* [Given exercise]: Pick out each line in the material below that contains the string "tree" and copy it. Case matters when matching.

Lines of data
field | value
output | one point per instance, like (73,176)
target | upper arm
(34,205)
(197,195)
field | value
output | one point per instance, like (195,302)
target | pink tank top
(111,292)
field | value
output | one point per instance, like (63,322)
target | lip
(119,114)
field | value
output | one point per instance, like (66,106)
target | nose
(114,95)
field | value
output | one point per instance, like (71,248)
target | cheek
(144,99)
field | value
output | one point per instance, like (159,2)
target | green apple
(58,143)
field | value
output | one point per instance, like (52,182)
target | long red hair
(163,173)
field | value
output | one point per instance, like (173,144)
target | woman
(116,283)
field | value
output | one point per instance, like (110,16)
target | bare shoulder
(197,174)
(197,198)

...

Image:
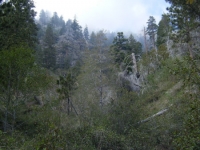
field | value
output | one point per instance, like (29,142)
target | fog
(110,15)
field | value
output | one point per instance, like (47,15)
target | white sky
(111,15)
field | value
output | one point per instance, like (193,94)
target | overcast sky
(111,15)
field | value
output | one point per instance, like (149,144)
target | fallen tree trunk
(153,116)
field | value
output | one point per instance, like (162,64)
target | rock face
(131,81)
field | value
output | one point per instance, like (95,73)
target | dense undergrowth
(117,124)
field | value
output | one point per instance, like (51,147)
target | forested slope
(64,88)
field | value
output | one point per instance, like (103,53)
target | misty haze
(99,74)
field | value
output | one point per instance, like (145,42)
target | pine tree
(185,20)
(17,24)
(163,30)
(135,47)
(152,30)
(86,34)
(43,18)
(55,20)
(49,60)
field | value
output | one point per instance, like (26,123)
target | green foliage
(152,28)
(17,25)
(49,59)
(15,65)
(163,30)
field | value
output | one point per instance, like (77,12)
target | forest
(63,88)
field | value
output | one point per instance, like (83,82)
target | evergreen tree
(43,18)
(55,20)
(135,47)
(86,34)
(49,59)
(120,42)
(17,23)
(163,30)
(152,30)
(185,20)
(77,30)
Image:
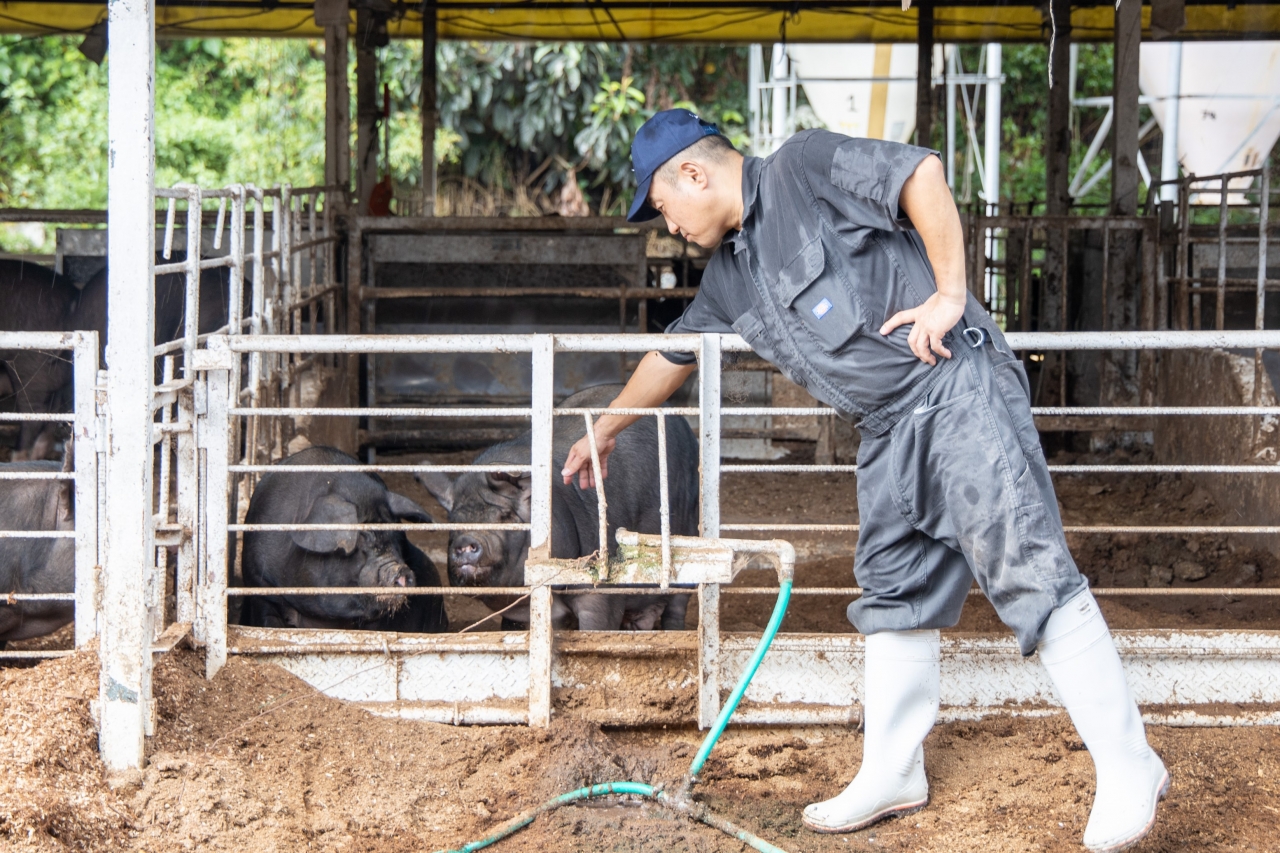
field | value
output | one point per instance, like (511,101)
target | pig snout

* [Final result]:
target | fallen tree trunk
target | pine tree
target | evergreen tree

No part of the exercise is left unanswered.